Recorded data
============

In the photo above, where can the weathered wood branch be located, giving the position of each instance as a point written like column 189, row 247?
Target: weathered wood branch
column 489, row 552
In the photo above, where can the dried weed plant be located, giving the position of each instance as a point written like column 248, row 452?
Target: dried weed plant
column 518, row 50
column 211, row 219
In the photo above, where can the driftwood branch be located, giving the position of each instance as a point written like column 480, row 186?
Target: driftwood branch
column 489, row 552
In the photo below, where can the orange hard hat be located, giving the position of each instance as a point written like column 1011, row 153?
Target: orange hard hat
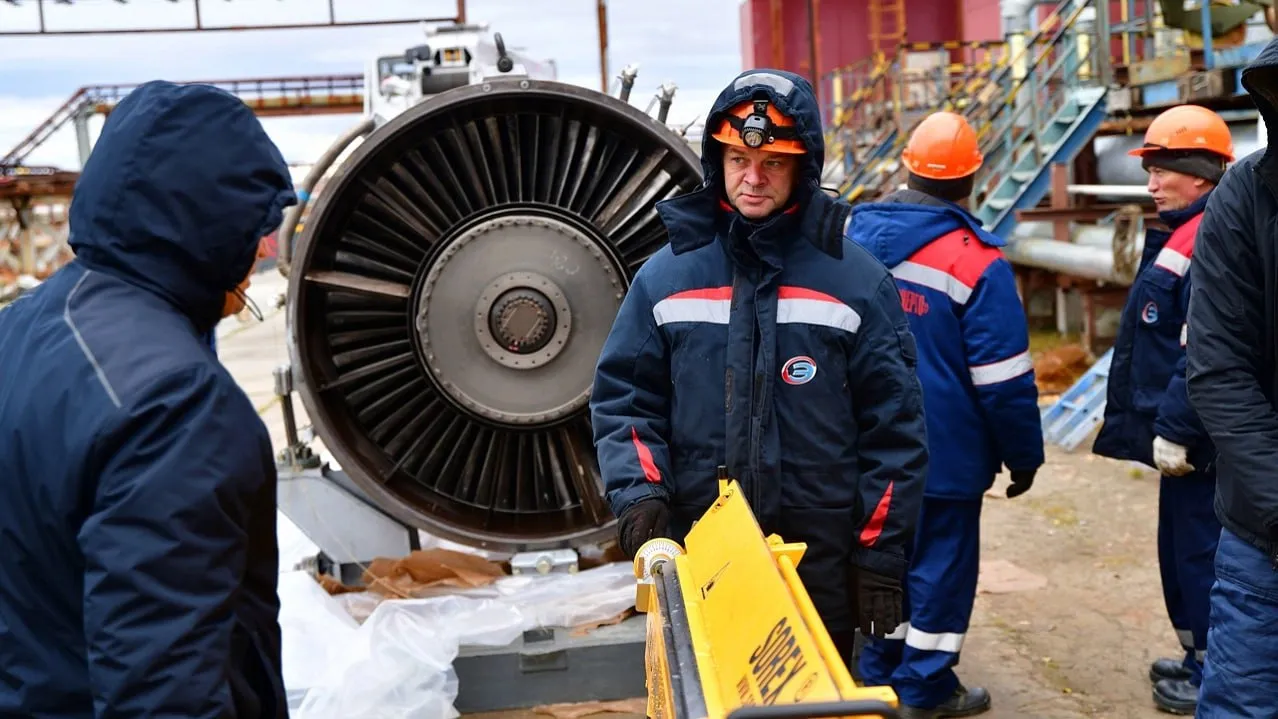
column 943, row 147
column 1187, row 127
column 777, row 133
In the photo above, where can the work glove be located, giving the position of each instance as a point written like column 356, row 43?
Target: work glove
column 644, row 520
column 1021, row 482
column 1171, row 459
column 877, row 600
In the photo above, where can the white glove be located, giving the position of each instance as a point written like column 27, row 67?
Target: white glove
column 1171, row 457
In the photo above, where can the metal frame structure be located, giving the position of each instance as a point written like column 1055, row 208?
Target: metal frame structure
column 460, row 18
column 269, row 97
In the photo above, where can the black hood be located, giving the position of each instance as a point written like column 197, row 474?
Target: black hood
column 1260, row 81
column 690, row 219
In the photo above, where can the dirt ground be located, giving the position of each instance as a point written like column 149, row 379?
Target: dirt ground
column 1077, row 646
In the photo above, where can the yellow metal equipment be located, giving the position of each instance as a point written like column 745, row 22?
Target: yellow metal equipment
column 732, row 632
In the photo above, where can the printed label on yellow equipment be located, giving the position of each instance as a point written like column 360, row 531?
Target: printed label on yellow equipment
column 761, row 649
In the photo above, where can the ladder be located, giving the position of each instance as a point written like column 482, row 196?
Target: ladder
column 887, row 27
column 1080, row 409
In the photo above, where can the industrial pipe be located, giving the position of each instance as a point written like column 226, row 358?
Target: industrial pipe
column 1111, row 190
column 1088, row 261
column 284, row 257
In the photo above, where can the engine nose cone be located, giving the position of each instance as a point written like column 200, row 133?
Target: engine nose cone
column 522, row 321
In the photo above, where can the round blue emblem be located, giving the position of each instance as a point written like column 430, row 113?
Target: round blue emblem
column 799, row 370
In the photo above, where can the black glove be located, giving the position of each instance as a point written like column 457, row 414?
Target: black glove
column 1021, row 483
column 877, row 600
column 644, row 520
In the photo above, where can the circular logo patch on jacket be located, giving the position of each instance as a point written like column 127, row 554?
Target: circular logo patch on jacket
column 799, row 370
column 1149, row 314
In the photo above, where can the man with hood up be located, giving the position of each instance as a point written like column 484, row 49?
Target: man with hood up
column 1233, row 387
column 1148, row 414
column 139, row 563
column 763, row 341
column 982, row 404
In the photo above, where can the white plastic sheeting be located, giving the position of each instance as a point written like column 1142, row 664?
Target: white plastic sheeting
column 399, row 662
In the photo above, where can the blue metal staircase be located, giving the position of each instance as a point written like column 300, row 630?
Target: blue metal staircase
column 1021, row 179
column 1047, row 116
column 1039, row 107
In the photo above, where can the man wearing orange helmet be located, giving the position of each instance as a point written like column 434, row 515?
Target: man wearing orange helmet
column 979, row 396
column 1233, row 386
column 791, row 360
column 1148, row 415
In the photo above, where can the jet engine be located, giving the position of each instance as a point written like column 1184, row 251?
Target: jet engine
column 451, row 291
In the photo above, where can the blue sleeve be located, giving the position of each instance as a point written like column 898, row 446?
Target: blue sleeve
column 164, row 549
column 892, row 437
column 1176, row 420
column 630, row 405
column 997, row 341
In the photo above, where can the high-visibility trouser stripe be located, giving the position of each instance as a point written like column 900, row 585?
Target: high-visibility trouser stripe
column 918, row 639
column 1002, row 370
column 1186, row 637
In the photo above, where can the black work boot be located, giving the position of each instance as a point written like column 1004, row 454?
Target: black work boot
column 1176, row 696
column 964, row 703
column 1168, row 669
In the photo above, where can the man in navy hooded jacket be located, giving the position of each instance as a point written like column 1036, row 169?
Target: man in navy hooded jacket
column 762, row 340
column 139, row 563
column 980, row 399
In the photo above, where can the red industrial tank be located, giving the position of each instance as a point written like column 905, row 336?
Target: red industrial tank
column 776, row 33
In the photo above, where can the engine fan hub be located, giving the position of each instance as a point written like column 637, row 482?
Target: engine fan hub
column 536, row 327
column 522, row 321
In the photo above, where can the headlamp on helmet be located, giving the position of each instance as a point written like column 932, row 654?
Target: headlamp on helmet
column 754, row 124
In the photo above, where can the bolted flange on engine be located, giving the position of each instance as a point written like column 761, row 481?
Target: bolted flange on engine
column 450, row 295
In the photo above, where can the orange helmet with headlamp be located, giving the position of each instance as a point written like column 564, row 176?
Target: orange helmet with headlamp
column 757, row 124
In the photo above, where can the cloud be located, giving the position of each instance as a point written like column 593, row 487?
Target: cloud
column 694, row 44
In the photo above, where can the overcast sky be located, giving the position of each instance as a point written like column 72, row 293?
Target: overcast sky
column 693, row 42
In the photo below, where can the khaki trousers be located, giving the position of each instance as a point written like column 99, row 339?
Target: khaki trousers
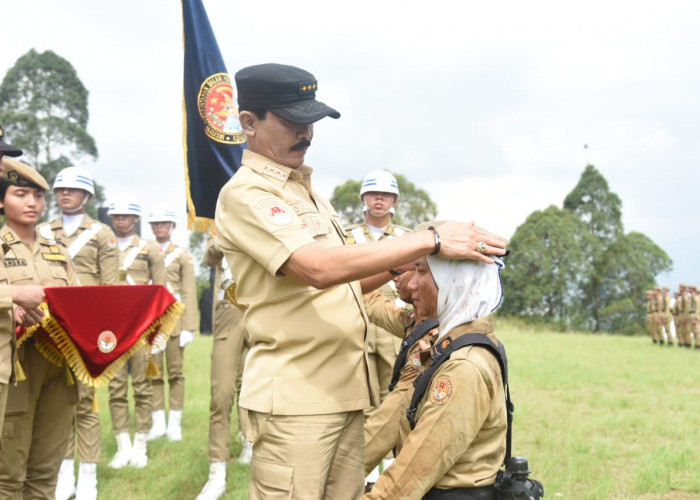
column 307, row 456
column 143, row 394
column 227, row 357
column 87, row 426
column 383, row 429
column 38, row 417
column 174, row 358
column 4, row 389
column 381, row 355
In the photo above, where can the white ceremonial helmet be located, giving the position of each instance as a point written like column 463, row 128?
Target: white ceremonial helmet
column 124, row 206
column 75, row 178
column 162, row 215
column 379, row 181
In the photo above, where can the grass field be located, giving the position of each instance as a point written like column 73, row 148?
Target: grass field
column 598, row 417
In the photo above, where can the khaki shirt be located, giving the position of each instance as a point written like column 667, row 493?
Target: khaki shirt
column 460, row 436
column 307, row 345
column 97, row 262
column 7, row 331
column 183, row 284
column 43, row 263
column 147, row 267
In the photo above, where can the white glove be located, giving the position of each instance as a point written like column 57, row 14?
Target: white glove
column 186, row 336
column 159, row 345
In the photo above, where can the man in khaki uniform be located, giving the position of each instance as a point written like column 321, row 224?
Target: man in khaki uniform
column 40, row 408
column 227, row 357
column 304, row 381
column 694, row 316
column 459, row 439
column 379, row 193
column 658, row 317
column 140, row 263
column 682, row 325
column 666, row 315
column 27, row 296
column 183, row 285
column 93, row 249
column 650, row 318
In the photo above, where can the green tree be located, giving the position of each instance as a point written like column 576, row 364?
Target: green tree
column 44, row 108
column 414, row 205
column 545, row 265
column 601, row 210
column 629, row 267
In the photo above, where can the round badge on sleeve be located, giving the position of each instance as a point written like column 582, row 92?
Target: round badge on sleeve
column 106, row 341
column 441, row 392
column 278, row 215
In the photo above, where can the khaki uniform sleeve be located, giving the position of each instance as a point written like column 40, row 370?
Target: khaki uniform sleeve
column 261, row 224
column 385, row 314
column 188, row 291
column 444, row 432
column 108, row 260
column 156, row 265
column 70, row 268
column 212, row 254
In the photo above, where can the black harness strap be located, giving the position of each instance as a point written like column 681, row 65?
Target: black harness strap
column 418, row 332
column 423, row 380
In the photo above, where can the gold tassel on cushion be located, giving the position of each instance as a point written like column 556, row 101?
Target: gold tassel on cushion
column 95, row 403
column 19, row 373
column 69, row 377
column 152, row 370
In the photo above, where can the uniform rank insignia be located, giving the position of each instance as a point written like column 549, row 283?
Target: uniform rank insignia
column 54, row 257
column 14, row 262
column 441, row 391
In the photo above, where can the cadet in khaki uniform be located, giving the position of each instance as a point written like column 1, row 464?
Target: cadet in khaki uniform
column 40, row 408
column 650, row 318
column 459, row 441
column 379, row 193
column 227, row 357
column 305, row 376
column 685, row 316
column 140, row 263
column 182, row 284
column 666, row 315
column 93, row 248
column 694, row 316
column 26, row 296
column 384, row 428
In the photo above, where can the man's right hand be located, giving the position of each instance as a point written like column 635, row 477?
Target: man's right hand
column 461, row 240
column 28, row 296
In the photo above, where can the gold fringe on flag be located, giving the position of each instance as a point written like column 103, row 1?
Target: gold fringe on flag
column 19, row 373
column 164, row 324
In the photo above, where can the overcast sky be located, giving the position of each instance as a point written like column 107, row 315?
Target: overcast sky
column 486, row 105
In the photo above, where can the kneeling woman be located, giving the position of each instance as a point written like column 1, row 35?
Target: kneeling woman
column 459, row 441
column 40, row 409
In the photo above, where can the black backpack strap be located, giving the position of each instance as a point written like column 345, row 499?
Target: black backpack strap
column 418, row 332
column 423, row 380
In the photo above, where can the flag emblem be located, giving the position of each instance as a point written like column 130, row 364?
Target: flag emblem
column 217, row 109
column 106, row 341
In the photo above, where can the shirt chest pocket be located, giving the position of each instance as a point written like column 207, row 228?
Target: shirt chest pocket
column 59, row 276
column 311, row 219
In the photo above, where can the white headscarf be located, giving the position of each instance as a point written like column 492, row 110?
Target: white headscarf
column 467, row 290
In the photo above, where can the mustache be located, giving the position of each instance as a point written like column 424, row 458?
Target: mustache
column 302, row 144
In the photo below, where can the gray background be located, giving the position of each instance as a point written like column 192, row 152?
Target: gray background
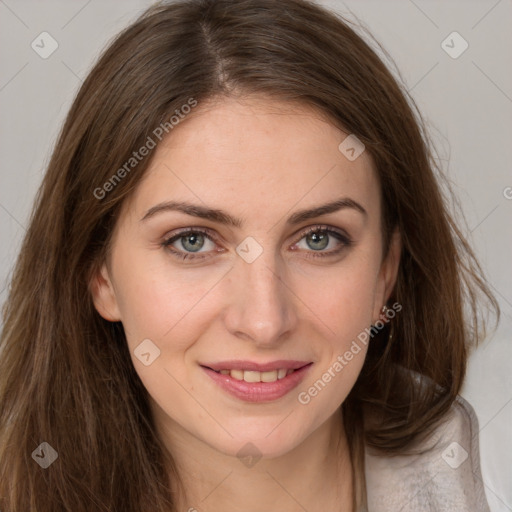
column 467, row 102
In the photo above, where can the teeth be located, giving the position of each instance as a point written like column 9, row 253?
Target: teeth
column 252, row 376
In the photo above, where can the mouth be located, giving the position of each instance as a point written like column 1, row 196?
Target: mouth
column 253, row 382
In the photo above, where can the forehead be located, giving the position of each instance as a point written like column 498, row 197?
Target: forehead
column 256, row 157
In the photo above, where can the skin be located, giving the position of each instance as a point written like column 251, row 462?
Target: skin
column 259, row 160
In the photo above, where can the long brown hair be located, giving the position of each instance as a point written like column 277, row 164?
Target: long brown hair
column 66, row 377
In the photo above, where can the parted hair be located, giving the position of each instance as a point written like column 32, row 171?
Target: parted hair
column 66, row 376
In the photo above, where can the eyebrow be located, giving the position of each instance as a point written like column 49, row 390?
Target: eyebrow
column 221, row 217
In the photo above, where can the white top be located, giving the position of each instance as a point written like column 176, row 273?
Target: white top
column 445, row 478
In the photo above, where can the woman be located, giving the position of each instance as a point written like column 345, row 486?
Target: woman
column 241, row 288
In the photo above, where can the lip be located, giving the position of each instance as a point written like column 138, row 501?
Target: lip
column 258, row 391
column 256, row 367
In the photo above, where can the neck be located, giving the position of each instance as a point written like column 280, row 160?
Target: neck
column 316, row 475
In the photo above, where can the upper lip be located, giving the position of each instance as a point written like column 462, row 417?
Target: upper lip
column 256, row 367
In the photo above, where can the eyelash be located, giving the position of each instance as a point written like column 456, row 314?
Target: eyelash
column 339, row 235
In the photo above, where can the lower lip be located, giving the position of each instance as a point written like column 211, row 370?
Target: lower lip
column 259, row 391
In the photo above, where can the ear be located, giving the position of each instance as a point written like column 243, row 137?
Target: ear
column 387, row 274
column 104, row 296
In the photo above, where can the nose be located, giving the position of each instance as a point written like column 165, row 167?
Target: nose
column 262, row 306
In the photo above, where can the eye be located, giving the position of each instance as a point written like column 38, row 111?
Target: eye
column 190, row 240
column 319, row 238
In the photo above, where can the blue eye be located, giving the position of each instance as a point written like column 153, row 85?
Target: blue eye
column 189, row 242
column 192, row 240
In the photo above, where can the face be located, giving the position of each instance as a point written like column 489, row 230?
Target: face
column 236, row 296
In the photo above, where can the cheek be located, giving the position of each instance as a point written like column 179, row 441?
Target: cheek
column 343, row 298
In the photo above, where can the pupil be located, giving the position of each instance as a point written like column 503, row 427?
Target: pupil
column 194, row 241
column 321, row 238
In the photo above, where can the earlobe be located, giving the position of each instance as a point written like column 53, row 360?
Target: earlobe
column 103, row 295
column 392, row 263
column 388, row 273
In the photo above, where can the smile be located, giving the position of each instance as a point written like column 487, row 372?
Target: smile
column 250, row 384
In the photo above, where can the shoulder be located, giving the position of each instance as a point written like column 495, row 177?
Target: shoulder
column 443, row 474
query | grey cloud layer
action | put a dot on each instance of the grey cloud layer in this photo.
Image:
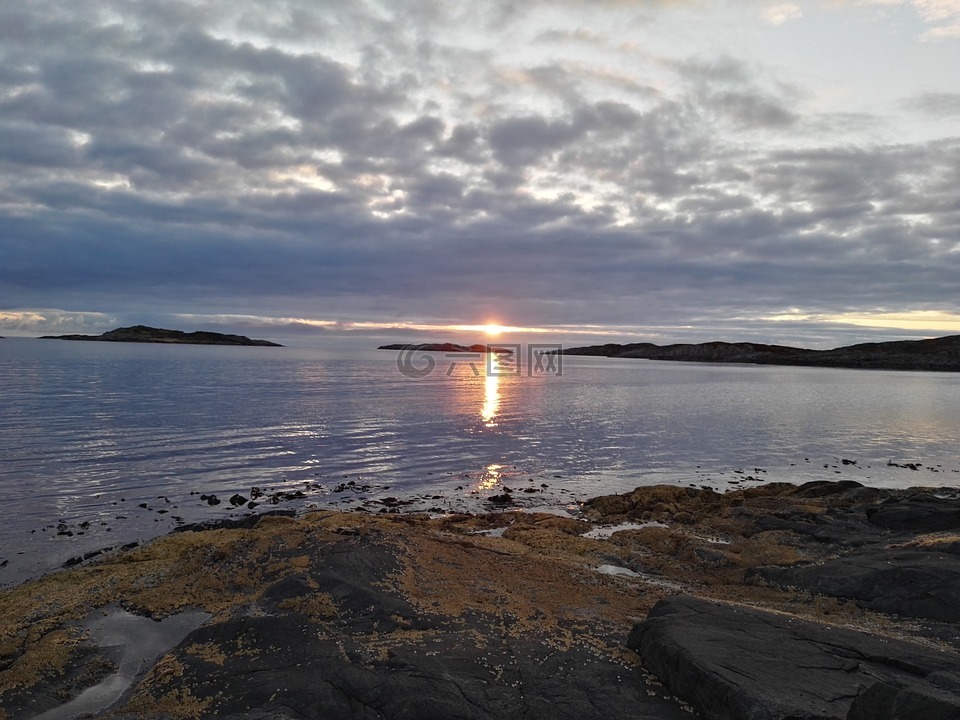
(339, 163)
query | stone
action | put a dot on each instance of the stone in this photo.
(737, 663)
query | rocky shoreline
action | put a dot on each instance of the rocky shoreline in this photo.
(825, 600)
(934, 354)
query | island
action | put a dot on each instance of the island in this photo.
(446, 347)
(144, 334)
(942, 354)
(829, 600)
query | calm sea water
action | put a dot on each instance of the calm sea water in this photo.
(103, 444)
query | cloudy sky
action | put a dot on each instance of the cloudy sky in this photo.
(606, 170)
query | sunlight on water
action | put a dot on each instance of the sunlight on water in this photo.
(105, 442)
(491, 399)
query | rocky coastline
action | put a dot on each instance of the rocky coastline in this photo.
(144, 334)
(773, 601)
(935, 354)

============

**OBJECTIVE:**
Copy out the records word for word, beginning at the line containing "In the photo above, where can the grass" and continuing through the line containing "column 278, row 215".

**FINISHED ANSWER:**
In the photo above, where can the grass field be located, giving the position of each instance as a point written like column 73, row 148?
Target: grass field
column 598, row 417
In the photo above, where can the khaki shirt be located, giving the position of each instance as a point written like column 667, row 493?
Target: khaki shirt
column 460, row 436
column 307, row 345
column 97, row 262
column 7, row 331
column 183, row 284
column 43, row 263
column 147, row 267
In the photo above, where can the white glove be located, giving the position of each instance as a point written like column 57, row 14?
Target: white glove
column 186, row 336
column 159, row 345
In the photo above, where can the man in khaki uniform be located, giving the position of each instance as a point written like column 321, row 224?
Target: man in khaki uniform
column 40, row 408
column 227, row 357
column 304, row 381
column 694, row 316
column 459, row 439
column 379, row 193
column 658, row 317
column 140, row 263
column 682, row 325
column 666, row 315
column 27, row 296
column 183, row 285
column 93, row 249
column 650, row 318
In the photo above, where can the green tree be located, giving the position of each instance as a point written like column 576, row 364?
Target: green tree
column 44, row 108
column 414, row 205
column 545, row 265
column 601, row 210
column 629, row 267
In the photo above, where can the round badge on sleeve be located, giving the position of each instance as a point written like column 582, row 92?
Target: round badge on sleeve
column 106, row 341
column 441, row 392
column 278, row 215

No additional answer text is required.